Start of Text provided

What is Sickle Cell Anemia?

Sickle Cell Anemia (SCA) was first described in Chicago in 1910 by James Herrick as an inherited condition that results in a decrease in the ability of red blood cells to carry oxygen throughout the body. Sickle red blood cells become hard and irregularly shaped (resembling a sickle). These sickled cells become clogged in the small blood vessels and therefore do not deliver oxygen to the tissues. This lack of tissue oxygenation can cause excruciating pain, damage to body organs and even death.

What are the different types of Sickle Cell?

The symbol for the normal hemoglobin gene is “A” and for the sickle gene “S”. Individuals with SCA have two “S” genes; one “S” gene inherited from each parent. Sickle Cell Trait is a carrier state, and carriers have both “A” and “S” genes (AS). Other forms of sickle cell disease include Sickle – hemoglobin C disease (SC), Sickle Beta-Thalassemia (S-Beta-Thal), Sickle – hemoglobin D Pujab, etc.

Who has Sickle Cell?

SCA is seen most often in Africans and African Americans. However, persons who originated from East Asia, Southern Italy, Saudi Arabia, India, Egypt, South and Central American, Cuba, Greece, and Iran, and Eastern Jews have also been found to have a form of this illness.

Among African – Americans:

1 in 10 have Sickle Cell Trait (Hb AS) 1 in 600 have Sickle Cell Anemia (Hb SS) 1 in 350 have Sickle Cell Disease (Hb SS, SC, S-Beta-Thal) 1 in 1500 have Sickle C Disease (Hb SC)

Among Latinos:

1 in 1,000 have Sickle Cell Disease (Hb SS, SC, S-Beta-Thal) 1 in 172 have Sickle Cell Trait (Hb AS)

What Are The Early Symptoms?

Symptoms usually begin to appear during an infant’s first year, as early as six months. The first symptom seen are dactylitis and fever (usually age 6months – 2 years of age). Other symptom include pain in the chest, abdomen, limbs and joints; enlargement of the heart, liver and spleen; nosebleeds; and frequent upper respiratory infections.

End of Text provided
Start of Extracted data

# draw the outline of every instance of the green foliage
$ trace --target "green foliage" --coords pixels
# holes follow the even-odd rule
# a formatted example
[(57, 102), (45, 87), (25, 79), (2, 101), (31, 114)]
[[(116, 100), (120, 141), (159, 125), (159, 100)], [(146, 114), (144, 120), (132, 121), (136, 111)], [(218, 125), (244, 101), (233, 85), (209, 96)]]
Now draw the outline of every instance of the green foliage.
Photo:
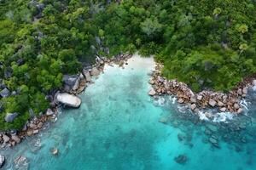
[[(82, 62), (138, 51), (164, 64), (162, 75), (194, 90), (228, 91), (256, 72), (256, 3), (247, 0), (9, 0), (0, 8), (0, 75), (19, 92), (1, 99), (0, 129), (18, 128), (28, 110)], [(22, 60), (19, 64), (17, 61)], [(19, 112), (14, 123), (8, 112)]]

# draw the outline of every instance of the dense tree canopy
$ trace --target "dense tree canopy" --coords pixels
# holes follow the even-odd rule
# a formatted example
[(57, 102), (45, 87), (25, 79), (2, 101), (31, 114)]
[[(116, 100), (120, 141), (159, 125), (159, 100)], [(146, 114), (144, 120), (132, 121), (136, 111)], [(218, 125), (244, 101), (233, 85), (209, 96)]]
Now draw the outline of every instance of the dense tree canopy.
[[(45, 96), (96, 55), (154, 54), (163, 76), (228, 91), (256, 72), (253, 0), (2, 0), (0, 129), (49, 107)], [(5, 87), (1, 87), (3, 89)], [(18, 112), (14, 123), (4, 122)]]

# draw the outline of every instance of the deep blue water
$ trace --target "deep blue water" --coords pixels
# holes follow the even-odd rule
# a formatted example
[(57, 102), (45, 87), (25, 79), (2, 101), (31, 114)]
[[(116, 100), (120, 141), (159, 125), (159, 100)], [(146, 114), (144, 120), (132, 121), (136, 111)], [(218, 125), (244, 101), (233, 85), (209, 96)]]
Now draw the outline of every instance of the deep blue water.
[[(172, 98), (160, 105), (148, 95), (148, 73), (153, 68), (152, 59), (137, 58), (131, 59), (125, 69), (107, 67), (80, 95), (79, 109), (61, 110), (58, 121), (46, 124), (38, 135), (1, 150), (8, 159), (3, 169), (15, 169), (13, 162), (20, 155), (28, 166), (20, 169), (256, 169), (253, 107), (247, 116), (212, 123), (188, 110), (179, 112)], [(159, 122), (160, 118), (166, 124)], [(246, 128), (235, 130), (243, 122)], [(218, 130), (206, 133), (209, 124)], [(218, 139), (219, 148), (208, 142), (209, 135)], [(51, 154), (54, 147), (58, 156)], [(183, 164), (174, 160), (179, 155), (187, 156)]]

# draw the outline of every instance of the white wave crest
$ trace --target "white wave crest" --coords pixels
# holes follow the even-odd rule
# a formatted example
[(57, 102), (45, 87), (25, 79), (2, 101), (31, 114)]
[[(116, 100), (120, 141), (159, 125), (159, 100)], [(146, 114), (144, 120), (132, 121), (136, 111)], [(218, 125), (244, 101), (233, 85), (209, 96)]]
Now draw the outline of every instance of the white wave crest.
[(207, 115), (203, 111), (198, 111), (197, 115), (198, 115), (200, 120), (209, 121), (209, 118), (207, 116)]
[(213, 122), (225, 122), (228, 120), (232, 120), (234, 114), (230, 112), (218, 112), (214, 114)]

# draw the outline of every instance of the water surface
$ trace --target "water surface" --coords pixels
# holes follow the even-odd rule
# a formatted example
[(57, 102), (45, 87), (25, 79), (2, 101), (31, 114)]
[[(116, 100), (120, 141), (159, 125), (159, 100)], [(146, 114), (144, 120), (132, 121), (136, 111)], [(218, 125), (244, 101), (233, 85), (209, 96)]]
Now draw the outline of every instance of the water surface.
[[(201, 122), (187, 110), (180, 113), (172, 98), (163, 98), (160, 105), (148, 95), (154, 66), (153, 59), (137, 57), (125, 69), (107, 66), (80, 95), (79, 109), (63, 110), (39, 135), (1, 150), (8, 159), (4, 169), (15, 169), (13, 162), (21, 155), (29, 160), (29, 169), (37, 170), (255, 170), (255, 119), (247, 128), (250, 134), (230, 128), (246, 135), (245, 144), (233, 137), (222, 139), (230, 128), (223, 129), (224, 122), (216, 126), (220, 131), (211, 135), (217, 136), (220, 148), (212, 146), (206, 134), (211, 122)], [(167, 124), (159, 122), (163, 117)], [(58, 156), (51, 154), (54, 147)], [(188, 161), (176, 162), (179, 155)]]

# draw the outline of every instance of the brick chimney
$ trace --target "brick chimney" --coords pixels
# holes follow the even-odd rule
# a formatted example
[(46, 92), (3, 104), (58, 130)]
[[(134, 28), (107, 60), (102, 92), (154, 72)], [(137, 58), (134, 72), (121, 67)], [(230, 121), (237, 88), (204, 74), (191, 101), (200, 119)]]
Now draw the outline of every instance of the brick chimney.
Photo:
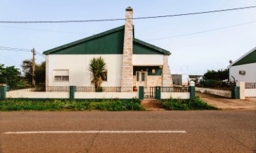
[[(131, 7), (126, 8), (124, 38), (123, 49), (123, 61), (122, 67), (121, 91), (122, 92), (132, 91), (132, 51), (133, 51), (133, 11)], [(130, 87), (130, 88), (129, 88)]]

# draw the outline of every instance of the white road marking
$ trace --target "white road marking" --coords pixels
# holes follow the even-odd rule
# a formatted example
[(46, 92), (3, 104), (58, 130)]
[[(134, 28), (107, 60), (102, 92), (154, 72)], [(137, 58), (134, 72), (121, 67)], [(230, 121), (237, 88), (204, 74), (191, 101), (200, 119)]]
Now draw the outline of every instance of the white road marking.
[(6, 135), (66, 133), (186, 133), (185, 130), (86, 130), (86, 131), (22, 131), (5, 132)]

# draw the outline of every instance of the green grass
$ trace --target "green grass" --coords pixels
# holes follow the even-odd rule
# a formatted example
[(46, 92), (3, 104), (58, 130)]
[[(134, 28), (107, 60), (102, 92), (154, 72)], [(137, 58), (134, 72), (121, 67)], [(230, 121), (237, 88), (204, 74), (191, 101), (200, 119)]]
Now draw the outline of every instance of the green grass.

End of Extracted data

* _Tasks for this exercise_
1. Decide whether each statement below agrees with the text on sickle cell anemia. Answer yes or no for each, and quote the words of the text that settle it.
(a) Sickle Cell Anemia was first described in Chicago in 1910.
(b) People who carry Sickle Cell Trait have two "S" genes.
(c) Among Latinos, 1 in 172 have Sickle Cell Trait.
2. According to the text on sickle cell anemia, how many African Americans have Sickle Cell Anemia (Hb SS)?
3. Continue the text on sickle cell anemia from the point where it stops.

* _Expected outputs_
1.
(a) Yes: "was first described in Chicago in 1910 by James Herrick"
(b) No: "carriers have both “A” and “S” genes (AS)"
(c) Yes: "1 in 172 have Sickle Cell Trait (Hb AS)"

2. 1 in 600.

3.
Are There Any Other Symptoms?

As patients grow older they can develop symptoms of anemia – fatigue, irritability, jaundice (yellowish discoloration of the skin and eyes), pain, delayed puberty, leg sores, eye problems, and gum disease.

What Is A Crisis?

Patients also encounter episodes of pain known as sickle cell crises. During a crisis, patients experience shortness of breath, nausea, low-grade fever, jaundice and severe pain in the fingers, toes, arms, joints, legs, back, abdomen, and bones.

Are There Other Symptoms of A Crisis?

During a crisis, blockage of blood, and lack of oxygen to the chest and lungs may lead to acute chest syndrome. Damage to the lungs causes severe pain and fever, and produces an abnormal chest X-ray. The lungs’ airways narrow, further reducing oxygen delivery. All this leads to an increased risk of infections, which can be fatal.

Do Men Have Different Symptoms?

Male patients may also suffer from priapism – painful and prolonged erections.

Sickle Cell Today

Presently there is no cure for Sickle Cell Anemia, but with improved care, most sickle cell anemia patients are living long and very productive lives. Sickle Cell disorders are recognized as disabilities and affected individuals are protected under the ADA (The Americans with Disabilities Act).